**INSTRUCTIONS FOR THE TASK**
Substitute "reference labels" for "ground truth" everywhere in the lines below and write them out again with nothing else changed. Leave the pictures out.

**DATA EXTRACT**
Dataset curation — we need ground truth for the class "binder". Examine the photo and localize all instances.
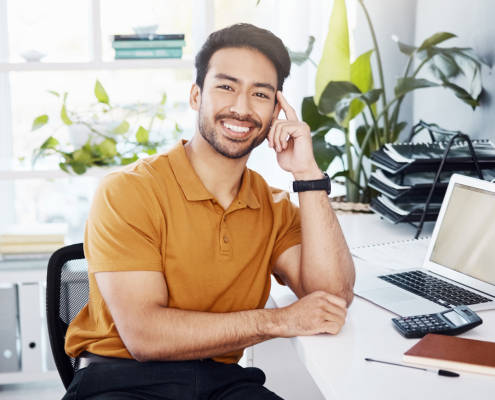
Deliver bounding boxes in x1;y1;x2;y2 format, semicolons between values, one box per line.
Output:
19;283;42;372
371;139;495;174
0;284;20;373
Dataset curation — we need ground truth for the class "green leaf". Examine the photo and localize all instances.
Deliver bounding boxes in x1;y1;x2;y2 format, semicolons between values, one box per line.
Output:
98;139;117;158
418;32;457;51
392;35;417;56
73;149;92;164
312;129;343;171
287;36;315;65
314;0;351;106
112;121;129;135
160;93;167;106
175;122;184;133
349;50;373;120
395;78;440;97
443;81;480;110
31;114;48;131
40;136;59;150
120;154;138;165
301;96;338;132
69;161;87;175
318;81;361;115
351;50;373;93
58;163;70;174
95;79;110;104
60;103;72;125
136;126;149;144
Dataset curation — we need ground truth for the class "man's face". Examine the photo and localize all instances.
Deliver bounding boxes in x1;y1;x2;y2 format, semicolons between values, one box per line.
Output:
191;48;280;158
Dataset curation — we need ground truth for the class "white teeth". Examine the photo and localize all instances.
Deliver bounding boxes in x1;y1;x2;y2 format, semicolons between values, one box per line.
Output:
223;122;249;133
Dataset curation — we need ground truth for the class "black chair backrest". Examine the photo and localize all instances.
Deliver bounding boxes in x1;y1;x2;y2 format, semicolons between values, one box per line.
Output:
46;243;89;388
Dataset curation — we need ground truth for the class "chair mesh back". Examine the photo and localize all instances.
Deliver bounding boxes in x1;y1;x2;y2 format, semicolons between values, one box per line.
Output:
46;243;89;388
59;259;89;368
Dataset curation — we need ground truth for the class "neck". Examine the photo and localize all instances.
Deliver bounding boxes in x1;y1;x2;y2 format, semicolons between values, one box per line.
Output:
184;132;249;209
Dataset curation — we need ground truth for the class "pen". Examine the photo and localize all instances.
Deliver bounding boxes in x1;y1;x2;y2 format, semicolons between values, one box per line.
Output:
365;358;459;378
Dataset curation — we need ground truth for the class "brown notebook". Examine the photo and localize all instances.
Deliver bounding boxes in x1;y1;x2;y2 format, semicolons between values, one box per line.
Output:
402;333;495;375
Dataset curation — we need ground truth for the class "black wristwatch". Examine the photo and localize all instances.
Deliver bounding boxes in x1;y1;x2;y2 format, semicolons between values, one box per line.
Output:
292;172;332;194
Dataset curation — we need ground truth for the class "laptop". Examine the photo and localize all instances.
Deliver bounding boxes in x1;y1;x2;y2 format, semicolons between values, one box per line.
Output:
354;174;495;316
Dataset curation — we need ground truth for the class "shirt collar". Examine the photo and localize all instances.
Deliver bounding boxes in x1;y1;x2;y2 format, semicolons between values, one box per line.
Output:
168;140;260;209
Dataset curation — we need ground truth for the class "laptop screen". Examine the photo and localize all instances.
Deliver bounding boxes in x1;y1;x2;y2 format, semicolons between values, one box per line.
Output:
430;183;495;285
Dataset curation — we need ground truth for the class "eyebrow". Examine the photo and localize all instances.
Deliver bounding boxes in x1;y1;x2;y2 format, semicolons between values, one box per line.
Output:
215;73;276;93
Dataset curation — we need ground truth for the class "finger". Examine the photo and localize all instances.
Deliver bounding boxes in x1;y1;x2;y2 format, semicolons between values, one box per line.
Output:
272;120;288;152
277;90;299;121
323;321;343;335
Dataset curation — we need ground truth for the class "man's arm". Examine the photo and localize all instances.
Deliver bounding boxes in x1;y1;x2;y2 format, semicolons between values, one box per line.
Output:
95;271;346;361
268;92;355;304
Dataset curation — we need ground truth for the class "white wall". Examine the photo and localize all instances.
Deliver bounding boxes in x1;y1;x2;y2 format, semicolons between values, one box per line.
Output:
413;0;495;139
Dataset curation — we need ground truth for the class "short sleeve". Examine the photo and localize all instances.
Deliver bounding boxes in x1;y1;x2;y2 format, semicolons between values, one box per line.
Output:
84;172;165;272
270;188;301;265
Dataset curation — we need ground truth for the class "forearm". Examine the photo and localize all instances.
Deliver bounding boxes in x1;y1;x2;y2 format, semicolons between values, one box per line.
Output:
299;173;355;304
128;306;280;361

**FULL RESPONSE**
Dataset curation — we need reference labels for the class "binder". Examine the photo and localize all instances.
Deliver bounding boxes in x1;y1;x2;y2 format, semicolons between values, one box per line.
Output:
19;283;42;372
371;139;495;174
0;284;20;373
Dataset curation — we need reference labels for the class "green leaf". Examine the photo and localize all instances.
Deliver bounding boxes in x1;y1;x2;y2 format, semicolons between values, one box per line.
Output:
98;139;117;158
418;32;457;51
392;35;417;56
73;149;92;164
312;129;343;171
287;36;315;65
314;0;351;106
112;121;129;135
160;93;167;106
175;122;184;133
349;50;373;120
395;78;440;97
443;81;480;110
31;114;48;131
40;136;59;150
120;154;138;165
301;96;338;132
69;161;87;175
318;81;361;115
351;50;373;93
58;163;70;174
95;79;110;104
60;103;72;125
136;126;149;144
Dataset curation — we need reference labels for the class "man's face". Examine the photo and localize all instances.
Deliver bounding boxes in x1;y1;x2;y2 format, semicolons between values, one box per line.
Output:
191;48;280;158
Dataset curation — we need reference labels for the class "white teeth". Examine the photo and localize all instances.
Deliver bounding boxes in x1;y1;x2;y2 format, semicolons between values, one box per line.
Output:
223;122;249;133
Dataset curation — we need reference labels for the class "black chair backrest". Examine the photo and localize all instances.
Deliver bounding boxes in x1;y1;x2;y2 format, semicolons between values, one box per line.
Output:
46;243;89;388
Dataset curation — we need reference labels for the class "chair mesh back". Examine the photo and localize all instances.
Deliver bounding boxes in x1;y1;x2;y2 format, semicolons between values, one box per line.
Output:
46;243;89;388
59;259;89;368
Dataset curation — we need reference labels for the class "neck". Examine the photo and localize all instances.
Deliver bounding boxes in x1;y1;x2;y2 format, semicolons between values, one box per line.
Output:
184;132;249;209
Dataset curation — we need reference labels for the class "pen". Examine the photo and localize all instances.
Deliver bounding boxes in x1;y1;x2;y2 format, semicolons between values, one box per line.
Output:
365;358;459;378
Dataset curation — we need reference labels for the class "brown notebook". Examine the photo and localize all instances.
Deliver bounding boxes in x1;y1;x2;y2 format, semicolons between values, one box per line.
Output:
402;333;495;375
Dataset curation — we need reference labels for the class "black wristwatch". Examine the photo and localize all instances.
Deliver bounding boxes in x1;y1;x2;y2 format, semicolons between values, one box per line.
Output:
292;172;332;194
Dataset curation — we need reference labels for the class "laptop". Examine the photo and localize all instances.
Deliver bounding boxes in x1;y1;x2;y2 format, semicolons between values, one box per line.
Output:
354;174;495;316
Dataset curation — we need reference labels for the class "shirt collar". Examine the photo and localize all instances.
Deliver bounding boxes in x1;y1;x2;y2 format, semicolons between values, one box per line.
Output:
168;140;260;209
Dataset curation — we need reference labels for the class "laptop screen". Examine the photo and localize all instances.
Deliver bounding boxes in x1;y1;x2;y2 format, semicolons between values, one box per line.
Output:
430;183;495;285
Dataset curation — we need reference labels for the class "eyebrow". Examine the photo and localize all instances.
Deliver bounding boxes in x1;y1;x2;y2 format, semicolons between values, one box per line.
Output:
215;73;276;93
Dataset curation — we need reference labels for the class "finger". Examine the photo and localize all instances.
Deliver bounding boxes in x1;y1;x2;y2 format, semicolons between values, one box per line.
Output:
272;120;288;152
277;90;299;121
323;321;343;335
Dataset curation — we need reference labels for the class "man's arm". Examine the photo and localize all instances.
Deliver bounding boxes in x1;y1;x2;y2 format, semicolons between values, one box per line.
Output:
95;271;346;361
268;92;355;304
Dataset curation — we need reference labels for the class "white wall". Examine the photo and localize all instances.
Deliver bounding boxes in x1;y1;x2;y2 format, semicolons between values, one box per line.
Output:
413;0;495;139
Dataset curation — we need reference labels for the class "short sleeve". Examine the photo and localize all instances.
Deliver bounding boxes in x1;y1;x2;y2 format, semicolons between values, one box per line.
Output:
84;172;165;272
270;188;301;265
Dataset curation — we need reference labels for the class "forearm". Examine the photo and localize all instances.
Deliver bounding boxes in x1;y1;x2;y2 format, semicolons between values, one box per line.
Output:
299;173;355;304
128;306;280;361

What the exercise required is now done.